Directive 1:
Copy out every line of the rows that follow the text, including the requests, and add 75 to each pixel coordinate in the answers. Leave the picture lines out of your copy.

Reading passage:
►

A combination of these challenges with some possibly intentional foot-dragging, and the interruption of the American Civil War (1861-65), saw court cases take an average of 17 years to conclude. Californio litigants were often forced to sell or barter their land in exchange for legal, translation, and surveyor services, and even those whose land grants were confirmed - the majority - often found themselves destitute.

This lithograph depicts the Wolfskill citrus orchard. At seventy acres it was the largest in Southern California, but still a fraction of the size of one of the large land grants by which, in an earlier process of territorialization, the Spanish and Mexican governments had encouraged non-native settlers to populate Alta California.

The Arcade Station was built on just over 12 acres of land that Maria Francisca Wolfskill and her brother Joseph gave to the Southern Pacific Railroad. It replaced the adobe home of their parents, William Wolfskill and Magdalena Lugo.

Today the Arcade Station is long gone, and probably the palm tree too. Their place is taken by the intersection of 5th Street and Central Avenue, the eastern edge of Skid Row. It is just possible that the tree has survived however. In 1984 the last remaining tree from the Wolfskill orchards - a grapefruit - was discovered growing behind an empty building about a half a mile away from here. Is the foliage we see behind the Catch 21 Seafood Restaurant our palm tree?...

...Maybe not, but the mythos it supported persists...

...And not far away, inside a coffee shop...

...boosterism keeps the semi-tropic heat alive.

◄

Directive 2:
Answer these questions using the passage on the Wolfskill land.
(a) On average, how many years did the court cases take to conclude?
(b) How many acres did the Wolfskill citrus orchard cover?
(c) In what year was the last remaining tree from the Wolfskill orchards discovered?

Dataset rows:
►

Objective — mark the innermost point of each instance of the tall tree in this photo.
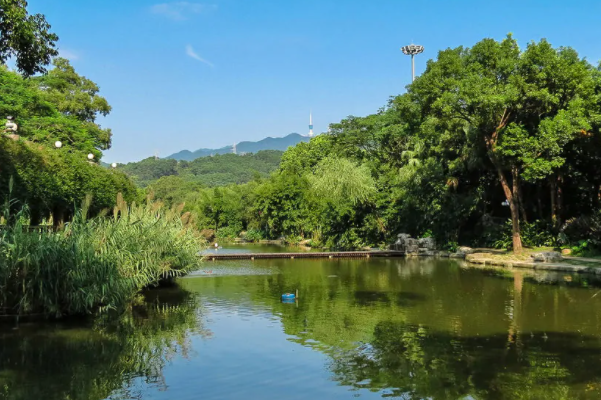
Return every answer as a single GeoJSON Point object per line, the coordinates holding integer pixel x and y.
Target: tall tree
{"type": "Point", "coordinates": [518, 108]}
{"type": "Point", "coordinates": [25, 37]}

◄

Answer 1:
Objective — mark the innermost point of each instance of the tall tree in this photo.
Return every answer as a single GeoJSON Point object per line, the coordinates holding integer pixel x and y.
Target: tall tree
{"type": "Point", "coordinates": [593, 183]}
{"type": "Point", "coordinates": [100, 112]}

Answer 2:
(a) 17 years
(b) Seventy acres
(c) 1984